Please rewrite the data below, replacing "a dot on each instance" with "one dot per instance" and keeping everything else the same.

Position identification data
-.-.-
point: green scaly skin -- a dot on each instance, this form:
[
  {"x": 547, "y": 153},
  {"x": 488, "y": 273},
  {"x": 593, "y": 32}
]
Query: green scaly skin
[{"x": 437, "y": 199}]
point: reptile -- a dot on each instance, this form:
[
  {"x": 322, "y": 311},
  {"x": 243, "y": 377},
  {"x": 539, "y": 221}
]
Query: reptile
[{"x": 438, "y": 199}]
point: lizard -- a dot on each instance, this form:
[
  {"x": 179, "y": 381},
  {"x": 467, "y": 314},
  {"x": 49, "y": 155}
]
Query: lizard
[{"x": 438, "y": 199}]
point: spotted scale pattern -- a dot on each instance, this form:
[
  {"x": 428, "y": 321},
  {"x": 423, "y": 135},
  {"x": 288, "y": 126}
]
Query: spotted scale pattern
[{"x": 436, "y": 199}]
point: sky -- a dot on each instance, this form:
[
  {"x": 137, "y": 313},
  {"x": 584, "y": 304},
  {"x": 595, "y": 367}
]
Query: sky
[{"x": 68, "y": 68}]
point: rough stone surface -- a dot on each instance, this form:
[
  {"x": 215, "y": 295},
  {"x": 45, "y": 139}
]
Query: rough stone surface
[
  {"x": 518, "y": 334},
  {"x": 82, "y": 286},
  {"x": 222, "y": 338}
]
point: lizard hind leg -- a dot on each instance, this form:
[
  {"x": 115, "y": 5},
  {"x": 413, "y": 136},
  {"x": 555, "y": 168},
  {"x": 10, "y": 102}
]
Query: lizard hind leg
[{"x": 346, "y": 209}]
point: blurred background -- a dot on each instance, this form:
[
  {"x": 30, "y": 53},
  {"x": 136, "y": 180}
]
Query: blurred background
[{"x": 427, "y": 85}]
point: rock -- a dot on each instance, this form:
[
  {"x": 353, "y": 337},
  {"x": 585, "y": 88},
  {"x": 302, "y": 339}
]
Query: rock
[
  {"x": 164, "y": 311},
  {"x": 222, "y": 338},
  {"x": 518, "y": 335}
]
-.-.-
> [The reply]
point: green scaly skin -- one dot per instance, this form:
[
  {"x": 547, "y": 153},
  {"x": 488, "y": 273},
  {"x": 593, "y": 32}
]
Query: green scaly skin
[{"x": 437, "y": 199}]
point: reptile -- one dot per instance, this form:
[
  {"x": 322, "y": 311},
  {"x": 243, "y": 377},
  {"x": 539, "y": 221}
]
Query: reptile
[{"x": 438, "y": 199}]
point: lizard -- one dot per instance, this form:
[
  {"x": 179, "y": 381},
  {"x": 467, "y": 314},
  {"x": 49, "y": 155}
]
Query: lizard
[{"x": 438, "y": 199}]
point: spotted scale pattern -- one dot per instance, this form:
[
  {"x": 428, "y": 321},
  {"x": 423, "y": 135},
  {"x": 288, "y": 126}
]
Query: spotted scale pattern
[{"x": 436, "y": 199}]
point: sky -- one dot per instance, this form:
[
  {"x": 137, "y": 313},
  {"x": 584, "y": 304},
  {"x": 595, "y": 367}
]
Query: sky
[{"x": 68, "y": 68}]
point: rough stone surface -- one dot per instance, this form:
[
  {"x": 215, "y": 295},
  {"x": 45, "y": 139}
]
Query: rough stone surface
[
  {"x": 518, "y": 334},
  {"x": 82, "y": 286},
  {"x": 222, "y": 338}
]
point: lizard hind leg -- one dot per instance, this form:
[
  {"x": 115, "y": 5},
  {"x": 413, "y": 136},
  {"x": 555, "y": 168},
  {"x": 10, "y": 102}
]
Query: lizard hind leg
[{"x": 346, "y": 209}]
point: blurred background -- one dot per instance, this form:
[
  {"x": 30, "y": 53},
  {"x": 136, "y": 180}
]
Query: blurred background
[{"x": 427, "y": 85}]
point: rock -- one dot per instance, this form:
[
  {"x": 353, "y": 337},
  {"x": 585, "y": 88},
  {"x": 302, "y": 339}
]
Query: rock
[
  {"x": 164, "y": 311},
  {"x": 222, "y": 338},
  {"x": 518, "y": 335}
]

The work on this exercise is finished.